Sources report that S&C is sending its offerees... BONSAI TREES!!!

We asked one bonsai tree recipient to speculate on what S&C is trying to say with these gifts:

There's no message with them (other than a "Compliments of Sullivan & Cromwell" card). Bonsai trees live a long time. Perhaps they want us to grow old with the firm?

Or maybe to "bend over" like a bonsai?

Another theory: "[M]aybe it is a test to see if we can keep them alive by the time the summer rolls around."

Interesting. Perhaps the firm can give a special prize to the S&C summer associate with the best bonsai tree at the start of the program?

More about S&C's odd horticultural booty, after the jump.

These gifts, while strange, are being well-received by the recruits:

I'm a law student, not a botanist. But, I think the bonsai tree shows that they care. They also sent really high-end cookies: http://www.elenis.com.

> [EXTRACTED ENTRIES]:
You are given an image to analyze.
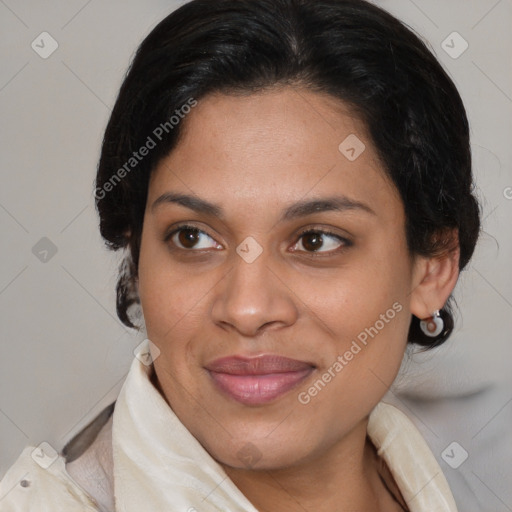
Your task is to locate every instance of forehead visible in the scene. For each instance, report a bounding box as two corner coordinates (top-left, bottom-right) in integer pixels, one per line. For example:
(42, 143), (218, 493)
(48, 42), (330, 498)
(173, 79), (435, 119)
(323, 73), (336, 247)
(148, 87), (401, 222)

--

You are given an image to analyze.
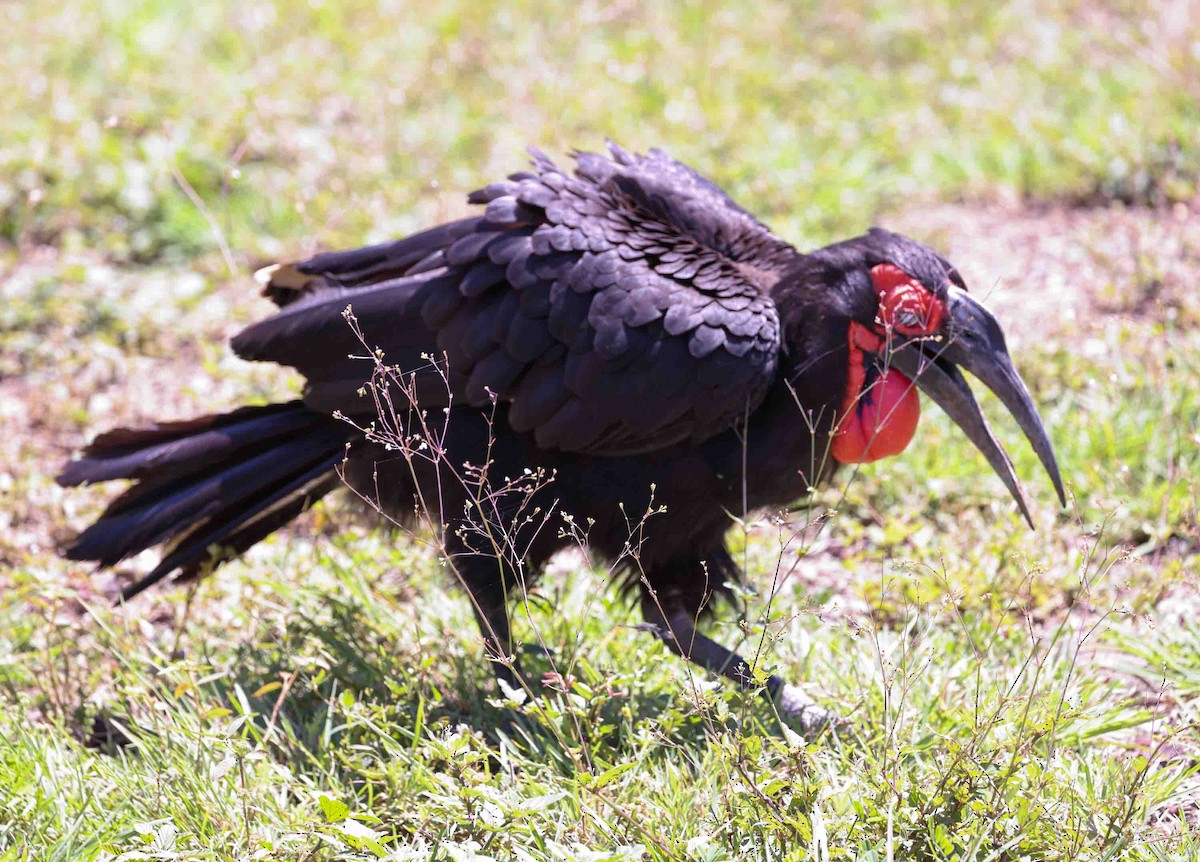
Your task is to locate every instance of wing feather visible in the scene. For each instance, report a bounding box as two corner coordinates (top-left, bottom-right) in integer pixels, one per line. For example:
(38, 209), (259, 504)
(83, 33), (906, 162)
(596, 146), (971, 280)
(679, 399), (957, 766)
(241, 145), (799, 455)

> [TASKS TO CARRY OUT]:
1. In the piece about the bonsai tree gifts, what came with the trees besides the trees themselves?
2. Write the next part of the piece about the bonsai tree gifts, picking up after its last sentence.
You won't need the data for this.

> [ANSWER LIST]:
1. A "Compliments of Sullivan & Cromwell" card.

2.
Regardless, it IS Sullivan, and it's hard not to accept an offer there.

From another bonsai recipient:

[A] little background: the head of recruiting at S&C is Patty Morrissy (previously head of recruiting at Paul Weiss)... She is *not* your typical young, chipper, pretty recruiting lady. She's smart, hyper-professional, well-spoken, etc. Very much worthy of marketing the S&C brand.

This all shows during the recruiting process: she reserves the best restaurants, provides stacks of S&C umbrellas at winter receptions (versus the chip-clips Kirkland gives you and the reams of advertisements you get at Cravath), gives callback interviewees magnetically-sealed information packets with notepads personalized with the interviewee's name, etc. A miniaturized tree waiting for us when we got home fits her style. (Remember, S&C gives its offers in person at the end of your final interview during the callback.)

So the purpose was to continue Patti's tradition of high brow recruiting (no firm-branded keychains here), and yes it makes me more comfortable about the types of perks we'll see at the firm.

Like Kiehl's products for gay associates. Good stuff!

P.S. Advice to S&C's media relations people: to ensure favorable coverage in the Wall Street Journal, send a bonsai tree to reporter Nathan Koppel. He's really into bonsai trees. See here.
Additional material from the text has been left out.